> [Task requirements]: Among the entries that follow, find every line with the word "blinker" and copy it.

Point-per-instance localization data:
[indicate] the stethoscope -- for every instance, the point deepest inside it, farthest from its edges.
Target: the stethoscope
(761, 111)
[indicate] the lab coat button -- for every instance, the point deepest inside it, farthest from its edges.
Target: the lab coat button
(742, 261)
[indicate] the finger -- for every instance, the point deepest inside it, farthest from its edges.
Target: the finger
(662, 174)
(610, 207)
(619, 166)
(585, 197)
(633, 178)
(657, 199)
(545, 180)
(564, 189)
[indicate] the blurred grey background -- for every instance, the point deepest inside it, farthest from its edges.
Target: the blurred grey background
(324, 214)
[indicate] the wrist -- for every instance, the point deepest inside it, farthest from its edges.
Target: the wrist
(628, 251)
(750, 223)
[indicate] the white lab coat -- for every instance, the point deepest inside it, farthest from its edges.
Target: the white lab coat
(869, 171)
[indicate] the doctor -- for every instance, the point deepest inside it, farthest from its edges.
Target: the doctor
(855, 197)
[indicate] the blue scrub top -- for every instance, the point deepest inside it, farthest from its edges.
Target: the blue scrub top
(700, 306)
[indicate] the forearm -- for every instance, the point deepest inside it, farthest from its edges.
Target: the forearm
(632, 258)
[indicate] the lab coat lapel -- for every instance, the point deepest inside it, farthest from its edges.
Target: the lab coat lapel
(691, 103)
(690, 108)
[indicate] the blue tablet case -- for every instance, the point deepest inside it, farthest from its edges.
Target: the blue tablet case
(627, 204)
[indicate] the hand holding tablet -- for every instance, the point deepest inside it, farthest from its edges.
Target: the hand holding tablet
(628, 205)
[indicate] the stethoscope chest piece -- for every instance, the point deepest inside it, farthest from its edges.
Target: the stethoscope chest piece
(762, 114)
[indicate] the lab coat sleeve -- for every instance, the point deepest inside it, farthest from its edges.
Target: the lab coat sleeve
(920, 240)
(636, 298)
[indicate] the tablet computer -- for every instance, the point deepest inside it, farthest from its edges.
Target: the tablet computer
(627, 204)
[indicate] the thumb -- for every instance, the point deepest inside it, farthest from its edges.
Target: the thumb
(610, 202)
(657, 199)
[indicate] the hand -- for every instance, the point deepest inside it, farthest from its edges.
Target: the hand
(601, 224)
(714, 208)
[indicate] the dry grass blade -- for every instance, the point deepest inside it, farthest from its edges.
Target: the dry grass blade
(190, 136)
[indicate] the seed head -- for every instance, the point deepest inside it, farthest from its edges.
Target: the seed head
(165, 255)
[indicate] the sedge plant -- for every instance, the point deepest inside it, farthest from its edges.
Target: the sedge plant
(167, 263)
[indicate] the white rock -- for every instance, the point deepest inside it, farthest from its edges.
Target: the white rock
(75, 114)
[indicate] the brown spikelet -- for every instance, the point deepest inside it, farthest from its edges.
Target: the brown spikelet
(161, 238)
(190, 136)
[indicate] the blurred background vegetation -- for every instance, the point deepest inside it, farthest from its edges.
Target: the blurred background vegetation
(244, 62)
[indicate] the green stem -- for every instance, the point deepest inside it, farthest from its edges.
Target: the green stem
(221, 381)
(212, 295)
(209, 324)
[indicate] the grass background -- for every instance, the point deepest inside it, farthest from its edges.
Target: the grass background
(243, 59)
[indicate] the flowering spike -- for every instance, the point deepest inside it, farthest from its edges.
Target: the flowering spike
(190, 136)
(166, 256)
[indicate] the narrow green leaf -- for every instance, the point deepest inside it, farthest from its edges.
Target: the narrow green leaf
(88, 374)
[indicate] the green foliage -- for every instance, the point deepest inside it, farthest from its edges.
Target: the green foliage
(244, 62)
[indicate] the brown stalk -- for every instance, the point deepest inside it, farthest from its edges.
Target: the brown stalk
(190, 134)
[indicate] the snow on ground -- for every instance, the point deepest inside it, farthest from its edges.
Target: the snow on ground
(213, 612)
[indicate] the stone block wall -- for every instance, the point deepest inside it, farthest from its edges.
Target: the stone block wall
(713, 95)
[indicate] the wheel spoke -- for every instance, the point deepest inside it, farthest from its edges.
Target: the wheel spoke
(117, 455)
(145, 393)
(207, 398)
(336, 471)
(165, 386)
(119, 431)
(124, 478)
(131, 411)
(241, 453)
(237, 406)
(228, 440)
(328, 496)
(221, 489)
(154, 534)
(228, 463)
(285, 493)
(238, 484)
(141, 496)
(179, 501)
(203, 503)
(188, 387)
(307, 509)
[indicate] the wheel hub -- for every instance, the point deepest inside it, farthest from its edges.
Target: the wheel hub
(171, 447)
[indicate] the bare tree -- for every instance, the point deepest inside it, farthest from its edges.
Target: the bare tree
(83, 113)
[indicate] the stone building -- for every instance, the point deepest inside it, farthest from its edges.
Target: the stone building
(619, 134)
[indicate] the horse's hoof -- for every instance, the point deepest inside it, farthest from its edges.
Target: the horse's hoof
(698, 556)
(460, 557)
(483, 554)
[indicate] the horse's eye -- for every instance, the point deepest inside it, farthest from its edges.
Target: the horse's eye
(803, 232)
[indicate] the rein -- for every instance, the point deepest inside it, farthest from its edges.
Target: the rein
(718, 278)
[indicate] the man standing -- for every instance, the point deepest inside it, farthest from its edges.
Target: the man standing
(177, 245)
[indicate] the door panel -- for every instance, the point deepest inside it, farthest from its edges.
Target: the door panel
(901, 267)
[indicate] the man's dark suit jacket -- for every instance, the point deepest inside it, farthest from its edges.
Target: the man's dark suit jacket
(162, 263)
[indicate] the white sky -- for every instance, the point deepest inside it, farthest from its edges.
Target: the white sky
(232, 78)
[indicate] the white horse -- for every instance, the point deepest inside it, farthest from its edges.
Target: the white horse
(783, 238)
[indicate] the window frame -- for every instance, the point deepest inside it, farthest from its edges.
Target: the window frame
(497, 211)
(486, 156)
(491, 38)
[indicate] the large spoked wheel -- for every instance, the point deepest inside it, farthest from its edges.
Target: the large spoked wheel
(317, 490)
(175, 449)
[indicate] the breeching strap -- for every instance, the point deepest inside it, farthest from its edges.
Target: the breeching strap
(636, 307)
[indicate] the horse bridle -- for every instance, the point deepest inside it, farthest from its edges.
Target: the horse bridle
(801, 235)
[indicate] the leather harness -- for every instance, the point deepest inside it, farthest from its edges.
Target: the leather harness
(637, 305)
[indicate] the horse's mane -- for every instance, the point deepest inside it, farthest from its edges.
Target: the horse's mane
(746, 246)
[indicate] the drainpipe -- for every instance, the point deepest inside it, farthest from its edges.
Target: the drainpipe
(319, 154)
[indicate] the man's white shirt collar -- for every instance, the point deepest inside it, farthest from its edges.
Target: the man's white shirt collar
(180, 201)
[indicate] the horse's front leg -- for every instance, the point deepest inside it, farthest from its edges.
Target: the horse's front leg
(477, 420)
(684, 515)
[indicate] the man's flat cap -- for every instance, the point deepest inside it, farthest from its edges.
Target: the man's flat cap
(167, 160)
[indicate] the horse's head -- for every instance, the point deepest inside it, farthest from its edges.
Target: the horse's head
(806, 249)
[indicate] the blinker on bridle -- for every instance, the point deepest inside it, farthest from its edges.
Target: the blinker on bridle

> [Finished task]:
[indicate] the blinker on bridle -- for every instance, the point deepest inside it, farthest from its edges.
Target: the blinker on bridle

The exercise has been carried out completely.